**Übungsaufgaben**.
[A] Beantworte die folgenden Fragen anhand des vorliegenden Auszugs.
(i) Wie viele Heimplätze stehen 2024 insgesamt bereit?
(ii) Für welches Jahr tritt der Einstellungsstopp bei der SBO bereits in Kraft?
(iii) Welchen Erlös erzielt die Stadt durch den Verkauf der städtischen Grundstücke an den neuen Träger?
[B] Übersetze diesen Satz aus dem vorliegenden Auszug ins Englische: „Der neue Träger bezahlt der SBO die Personalkosten, die ohne den Überhang anfallen würden und die tarifüblich sind.“

**Vorliegender Auszug**.
%%

Entsprechend schlagen die Die STADTGESTALTER eine 3. Strategie vor, mit der sich die Verluste um mindestens 27 Mio. Euro reduzieren lassen: Die Zahl der Heimplätze wird 2017/18 um 120 erhöht und 2020 um weitere 120 Plätze, so dass 2024 noch insgesamt 488 Heimplätze bereit stehen (siehe Tabelle). Die neuen Heime baut aber nicht die Stadt, sondern ein karitativer bzw. privater Investor auf den städtischen Grundstücken. Den Betrieb der neuen Heime übernimmt bis zu ihrem Auslaufen die SBO, die Leitung der karitative oder private Träger. Der Einstellungsstopp bei der SBO tritt bereits für 2015 in Kraft und gilt bis zum Auslaufen des städtischen Unternehmens. Bis etwa 2021 kann der Betrieb der Heime vollständig durch Pflegepersonal der SBO bewerkstelligt werden. Sukzessive ergänzt der Träger der neuen Heime danach die Kräfte der SBO durch eigene Mitarbeiter. Die Stadt trägt über die SBO weiterhin die Verluste, die durch den Personalüberhang entstehen. Der neue Träger bezahlt der SBO die Personalkosten, die ohne den Überhang anfallen würden und die tarifüblich sind. Den Rest gleicht weiterhin die Stadt aus.

Bei dieser Strategie entstehen weitere 23,7 Mio. Verluste bis 2024 (siehe Tabelle). Diese kommen zu den 30 Mio. Verluste aus den letzten 8 Jahren hinzu. Durch den Verkauf der städtischen Grundstücke an den neuen Träger, erzielt die Stadt einen kleinen Erlös von 4 Mio., so dass bis 2024 insgesamt 49,7 Mio. Verluste auflaufen. Durch die Strategie der STADTGESTALTER spart die Stadt somit mindestens 27 Mio. Euro.

%%

**Datenzeilen**.
%%

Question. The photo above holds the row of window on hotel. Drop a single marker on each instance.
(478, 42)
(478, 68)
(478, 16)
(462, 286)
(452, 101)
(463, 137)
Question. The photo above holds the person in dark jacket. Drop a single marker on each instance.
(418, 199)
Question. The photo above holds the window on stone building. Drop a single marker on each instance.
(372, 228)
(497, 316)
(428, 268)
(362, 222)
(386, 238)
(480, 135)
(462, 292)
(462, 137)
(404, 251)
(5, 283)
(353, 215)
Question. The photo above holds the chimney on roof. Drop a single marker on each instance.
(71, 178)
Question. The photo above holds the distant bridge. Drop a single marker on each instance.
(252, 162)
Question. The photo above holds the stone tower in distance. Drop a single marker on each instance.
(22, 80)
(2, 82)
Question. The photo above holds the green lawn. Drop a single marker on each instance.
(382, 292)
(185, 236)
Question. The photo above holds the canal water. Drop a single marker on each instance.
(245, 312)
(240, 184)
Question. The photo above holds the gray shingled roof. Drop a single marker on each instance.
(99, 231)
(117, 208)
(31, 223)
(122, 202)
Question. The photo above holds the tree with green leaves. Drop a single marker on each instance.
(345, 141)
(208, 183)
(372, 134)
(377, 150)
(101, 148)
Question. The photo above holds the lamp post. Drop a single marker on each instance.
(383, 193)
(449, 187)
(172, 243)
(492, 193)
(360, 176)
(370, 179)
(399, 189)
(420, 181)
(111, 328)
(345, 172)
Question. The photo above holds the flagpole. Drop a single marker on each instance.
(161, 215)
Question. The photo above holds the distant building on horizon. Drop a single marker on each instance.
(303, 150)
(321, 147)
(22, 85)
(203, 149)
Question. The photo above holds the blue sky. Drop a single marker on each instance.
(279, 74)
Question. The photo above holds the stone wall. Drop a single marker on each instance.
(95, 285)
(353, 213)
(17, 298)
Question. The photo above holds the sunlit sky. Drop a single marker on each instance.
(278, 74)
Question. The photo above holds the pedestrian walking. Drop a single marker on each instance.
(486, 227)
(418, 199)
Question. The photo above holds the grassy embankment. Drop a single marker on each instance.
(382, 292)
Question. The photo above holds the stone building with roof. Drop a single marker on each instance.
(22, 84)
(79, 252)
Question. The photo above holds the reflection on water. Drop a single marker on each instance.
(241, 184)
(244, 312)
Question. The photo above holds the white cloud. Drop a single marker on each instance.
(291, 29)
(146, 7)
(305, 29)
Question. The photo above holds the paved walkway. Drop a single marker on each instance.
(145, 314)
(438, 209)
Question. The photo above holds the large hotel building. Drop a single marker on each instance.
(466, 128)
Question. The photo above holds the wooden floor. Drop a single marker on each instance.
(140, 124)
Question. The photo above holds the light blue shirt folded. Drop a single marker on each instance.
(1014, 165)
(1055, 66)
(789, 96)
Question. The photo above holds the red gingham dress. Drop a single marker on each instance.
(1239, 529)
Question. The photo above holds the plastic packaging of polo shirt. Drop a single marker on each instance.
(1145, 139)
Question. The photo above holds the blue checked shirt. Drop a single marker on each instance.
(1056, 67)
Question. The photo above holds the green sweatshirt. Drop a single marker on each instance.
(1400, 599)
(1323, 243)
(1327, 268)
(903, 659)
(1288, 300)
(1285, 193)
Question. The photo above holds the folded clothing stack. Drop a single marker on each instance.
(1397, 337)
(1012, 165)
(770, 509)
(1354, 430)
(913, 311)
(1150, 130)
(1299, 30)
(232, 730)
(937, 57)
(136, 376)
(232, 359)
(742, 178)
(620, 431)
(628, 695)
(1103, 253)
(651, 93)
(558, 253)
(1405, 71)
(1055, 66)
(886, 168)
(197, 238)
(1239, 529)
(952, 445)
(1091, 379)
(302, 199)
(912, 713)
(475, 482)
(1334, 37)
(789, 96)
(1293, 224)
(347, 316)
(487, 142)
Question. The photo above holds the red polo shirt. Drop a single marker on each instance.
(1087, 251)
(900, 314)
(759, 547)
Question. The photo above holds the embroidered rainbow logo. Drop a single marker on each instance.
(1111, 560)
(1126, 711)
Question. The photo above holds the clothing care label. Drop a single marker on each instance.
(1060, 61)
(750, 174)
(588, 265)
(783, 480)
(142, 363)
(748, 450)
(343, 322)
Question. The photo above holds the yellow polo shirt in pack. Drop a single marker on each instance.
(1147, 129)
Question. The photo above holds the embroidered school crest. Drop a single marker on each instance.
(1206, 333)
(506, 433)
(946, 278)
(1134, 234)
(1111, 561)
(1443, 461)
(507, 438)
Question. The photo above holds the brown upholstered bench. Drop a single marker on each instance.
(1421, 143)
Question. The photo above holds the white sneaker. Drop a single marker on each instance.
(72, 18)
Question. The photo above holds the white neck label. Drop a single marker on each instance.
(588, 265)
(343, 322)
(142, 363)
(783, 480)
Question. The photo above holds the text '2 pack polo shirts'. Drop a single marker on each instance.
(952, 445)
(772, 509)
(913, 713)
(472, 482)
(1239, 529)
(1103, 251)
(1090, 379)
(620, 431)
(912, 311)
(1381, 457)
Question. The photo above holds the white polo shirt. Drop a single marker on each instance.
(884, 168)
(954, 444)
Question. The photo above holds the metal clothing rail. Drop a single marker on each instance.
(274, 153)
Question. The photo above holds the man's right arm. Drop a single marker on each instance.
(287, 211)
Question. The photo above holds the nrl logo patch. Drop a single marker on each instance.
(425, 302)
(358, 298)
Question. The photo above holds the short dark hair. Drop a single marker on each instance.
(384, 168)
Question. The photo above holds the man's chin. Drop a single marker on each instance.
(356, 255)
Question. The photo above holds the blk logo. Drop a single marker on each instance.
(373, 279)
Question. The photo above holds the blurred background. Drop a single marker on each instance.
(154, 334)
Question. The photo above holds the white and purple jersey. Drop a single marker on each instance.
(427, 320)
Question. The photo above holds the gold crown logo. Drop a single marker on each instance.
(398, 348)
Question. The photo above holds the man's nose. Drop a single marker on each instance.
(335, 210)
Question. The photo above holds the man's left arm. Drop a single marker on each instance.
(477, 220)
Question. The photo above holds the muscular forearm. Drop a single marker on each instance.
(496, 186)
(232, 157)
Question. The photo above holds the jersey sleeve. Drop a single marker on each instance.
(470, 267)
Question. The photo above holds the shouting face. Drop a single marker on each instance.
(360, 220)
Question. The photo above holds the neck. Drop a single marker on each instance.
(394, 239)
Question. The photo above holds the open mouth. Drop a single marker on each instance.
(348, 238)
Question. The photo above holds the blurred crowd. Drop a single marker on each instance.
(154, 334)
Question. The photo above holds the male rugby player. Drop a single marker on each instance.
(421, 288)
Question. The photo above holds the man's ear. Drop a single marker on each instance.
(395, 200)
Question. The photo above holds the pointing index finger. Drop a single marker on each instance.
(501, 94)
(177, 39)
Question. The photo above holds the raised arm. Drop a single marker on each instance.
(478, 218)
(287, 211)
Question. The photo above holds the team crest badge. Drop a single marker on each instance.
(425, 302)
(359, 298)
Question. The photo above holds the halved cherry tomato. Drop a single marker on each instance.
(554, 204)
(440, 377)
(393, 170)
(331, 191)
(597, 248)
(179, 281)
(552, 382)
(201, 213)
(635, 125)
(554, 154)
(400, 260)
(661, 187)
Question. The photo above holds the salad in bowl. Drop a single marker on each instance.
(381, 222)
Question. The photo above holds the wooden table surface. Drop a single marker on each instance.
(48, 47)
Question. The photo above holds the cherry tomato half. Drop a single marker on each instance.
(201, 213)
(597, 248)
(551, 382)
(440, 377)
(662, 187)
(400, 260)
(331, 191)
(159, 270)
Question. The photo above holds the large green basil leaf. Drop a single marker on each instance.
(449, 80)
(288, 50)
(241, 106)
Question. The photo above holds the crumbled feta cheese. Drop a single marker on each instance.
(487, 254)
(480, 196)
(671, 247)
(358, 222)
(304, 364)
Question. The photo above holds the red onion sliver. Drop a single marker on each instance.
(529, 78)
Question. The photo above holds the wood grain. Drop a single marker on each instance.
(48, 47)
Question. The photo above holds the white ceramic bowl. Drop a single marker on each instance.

%%

**Ergebnisse**.
[A]
(i) Insgesamt 488 Heimplätze.
(ii) Für 2015.
(iii) Einen Erlös von 4 Mio.

[B] The new operator pays the SBO the personnel costs that would arise without the surplus and that are standard under the collective wage agreement.